* _WORK TASK_
Without including any picture, copy the entries that follow word for word.

───── RAW DATA

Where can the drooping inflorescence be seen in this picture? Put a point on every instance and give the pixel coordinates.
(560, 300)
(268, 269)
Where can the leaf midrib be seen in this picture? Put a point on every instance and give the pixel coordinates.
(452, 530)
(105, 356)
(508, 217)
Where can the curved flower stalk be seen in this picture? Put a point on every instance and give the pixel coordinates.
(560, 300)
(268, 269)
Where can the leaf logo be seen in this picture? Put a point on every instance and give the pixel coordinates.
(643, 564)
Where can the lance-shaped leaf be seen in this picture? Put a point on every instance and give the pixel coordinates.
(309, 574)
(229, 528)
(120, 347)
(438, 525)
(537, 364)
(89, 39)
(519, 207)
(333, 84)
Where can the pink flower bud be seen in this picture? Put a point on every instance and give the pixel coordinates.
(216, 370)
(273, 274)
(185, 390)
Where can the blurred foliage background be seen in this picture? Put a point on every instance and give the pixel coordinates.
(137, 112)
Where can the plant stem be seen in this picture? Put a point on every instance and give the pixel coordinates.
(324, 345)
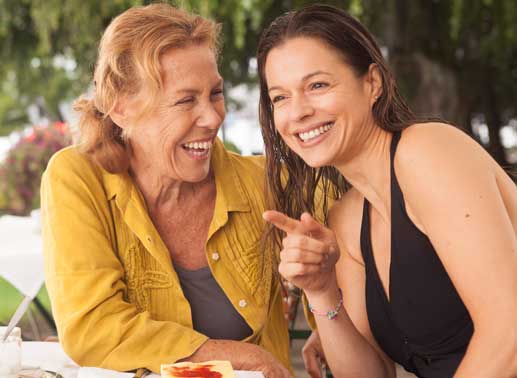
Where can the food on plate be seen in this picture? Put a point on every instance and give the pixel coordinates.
(208, 369)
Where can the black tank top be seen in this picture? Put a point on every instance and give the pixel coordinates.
(424, 326)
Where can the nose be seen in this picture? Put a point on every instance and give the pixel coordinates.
(212, 116)
(300, 108)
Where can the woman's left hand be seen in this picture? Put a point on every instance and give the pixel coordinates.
(310, 251)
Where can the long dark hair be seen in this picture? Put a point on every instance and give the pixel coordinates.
(292, 186)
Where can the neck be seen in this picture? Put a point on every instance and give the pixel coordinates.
(368, 171)
(161, 192)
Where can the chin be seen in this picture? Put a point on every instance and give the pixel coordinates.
(195, 177)
(315, 162)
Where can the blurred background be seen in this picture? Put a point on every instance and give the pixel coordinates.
(454, 59)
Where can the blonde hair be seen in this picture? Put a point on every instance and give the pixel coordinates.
(129, 64)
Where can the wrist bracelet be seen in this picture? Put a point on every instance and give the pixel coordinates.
(332, 314)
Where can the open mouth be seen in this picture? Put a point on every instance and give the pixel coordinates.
(309, 135)
(198, 149)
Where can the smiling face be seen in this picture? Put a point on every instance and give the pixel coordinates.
(175, 139)
(321, 107)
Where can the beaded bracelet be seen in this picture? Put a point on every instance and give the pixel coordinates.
(332, 314)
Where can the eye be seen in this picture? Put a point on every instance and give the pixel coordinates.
(276, 99)
(217, 92)
(318, 85)
(185, 100)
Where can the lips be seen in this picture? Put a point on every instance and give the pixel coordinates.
(198, 149)
(306, 136)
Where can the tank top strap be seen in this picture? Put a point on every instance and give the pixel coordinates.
(366, 250)
(397, 198)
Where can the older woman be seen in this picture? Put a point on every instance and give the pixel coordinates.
(151, 228)
(426, 226)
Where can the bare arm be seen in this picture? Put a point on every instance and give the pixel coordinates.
(460, 207)
(349, 348)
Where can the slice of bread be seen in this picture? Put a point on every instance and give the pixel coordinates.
(208, 369)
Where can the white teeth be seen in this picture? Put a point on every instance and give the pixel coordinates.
(315, 132)
(198, 145)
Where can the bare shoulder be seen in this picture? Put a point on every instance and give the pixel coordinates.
(434, 143)
(345, 220)
(434, 152)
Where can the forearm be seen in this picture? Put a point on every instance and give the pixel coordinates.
(347, 352)
(489, 355)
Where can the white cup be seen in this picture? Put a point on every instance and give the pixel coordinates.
(10, 353)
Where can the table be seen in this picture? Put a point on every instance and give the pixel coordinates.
(50, 356)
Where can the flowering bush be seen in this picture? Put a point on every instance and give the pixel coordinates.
(20, 173)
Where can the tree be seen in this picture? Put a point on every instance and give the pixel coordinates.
(452, 58)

──────────

* _RESULT FOR THIS EXERCISE_
Where can the drooping inflorescence be seen in this picture? Put a point on every instance and give the pixel coordinates.
(560, 300)
(268, 269)
Where can the leaf midrib be seen in this picture? Put a point on every instance and give the pixel coordinates.
(452, 530)
(105, 356)
(508, 217)
Where can the curved flower stalk be seen in this picture? Put a point on every instance and give the pixel coordinates.
(560, 300)
(268, 269)
Where can the leaf logo be seen in this picture? Put a point on every instance and give the pixel coordinates.
(643, 564)
Where can the lance-shaped leaf be seen in this picture? Put a point on every instance and give the pixel coordinates.
(309, 574)
(229, 528)
(120, 347)
(438, 525)
(537, 364)
(89, 39)
(519, 207)
(333, 84)
Where can the pink flower bud be seen in this picture? Put a point on every instance and give the pixel coordinates.
(216, 370)
(273, 274)
(185, 390)
Where can the blurred foliage background be seen in this picture? Put a point on every instance and give the pixel coordinates.
(137, 112)
Where can the plant stem be seen in this picture? Put a point on every instance and give the pixel coordinates.
(324, 345)
Where can the food on plate be seen in this picture? Put a point on every instance and give the pixel coordinates.
(208, 369)
Where can the black tank top be seen in this picture? Put a point on every instance and give the pixel coordinates.
(424, 326)
Where can the nose be seen in this picture? Put a point on every instance and give the pixel coordinates.
(212, 116)
(300, 108)
Where can the woman's left hand be seen in this picture? Put a point on every instance and give the pixel coordinates.
(310, 251)
Where can the long dark hair be seen in this picture? Put a point on every instance and give the pixel coordinates.
(292, 186)
Where can the neck be seen in this picture? Put a point on every instance and give the pixel coordinates.
(368, 171)
(161, 192)
Where can the chin be seen in this picture? Put a point on every instance and give the pixel coordinates.
(195, 177)
(315, 162)
Where can the blurred background be seen in this picture? Put a point on every instance and give the pixel coordinates.
(454, 59)
Where can the blonde hair be seen in this picture? Put a point on every instance and give the pixel coordinates.
(129, 64)
Where can the wrist bracelet be seen in this picture? Put a point on every instance and give the pixel coordinates.
(332, 314)
Where can the open mouth be seen in this picture? Put a point on every instance and give the pixel coordinates.
(309, 135)
(198, 149)
Where can the smiling face be seen in this picture? Put a point on every instance and give the pixel coordinates.
(175, 139)
(321, 107)
Where can the beaded bracelet be seen in this picture? Put a point on every instance and give the pixel coordinates.
(332, 314)
Where can the eye be seen in this picture? Put a point on every instance and give the pixel coordinates.
(276, 99)
(217, 92)
(318, 85)
(185, 100)
Where can the lips be seen in this picture? Put a point on every instance and give the pixel coordinates.
(198, 149)
(306, 136)
Where can the tank top strap be seen in this picture? Put a point on every instance and give the pixel coordinates.
(366, 250)
(397, 198)
Where can the older woman be seen in this picture? Put a point on every instance and give the pixel coordinates.
(151, 228)
(426, 226)
Where can the bare arm be seen in this picture? Put a point on every instance and give the pixel coordinates.
(460, 207)
(349, 348)
Where can the slice of bread be seen in this picture? Put a point on every instance and give the pixel coordinates.
(208, 369)
Where can the white teeth be seen in this picture? Put a point on every instance and give the pixel coordinates.
(315, 132)
(198, 145)
Where can the bare shoulder be seen in this picture? Put a point on every instance and give the pixel coordinates.
(434, 143)
(345, 220)
(434, 152)
Where can the forearm be seen in this picture? Put a point on every instance and give the pixel coordinates.
(347, 352)
(489, 355)
Where can the white cup be seen in this picture? Put a point on every instance and give the pixel coordinates.
(10, 353)
Where can the table be seen in this picture? Put a point on every instance and give the pixel coordinates.
(50, 356)
Where can the flowering bush be seen in this picture? Put a point on every instance and give the pixel coordinates.
(20, 173)
Where can the tree be seen in this picture? Put a point on every instance and give the pixel coordinates.
(452, 58)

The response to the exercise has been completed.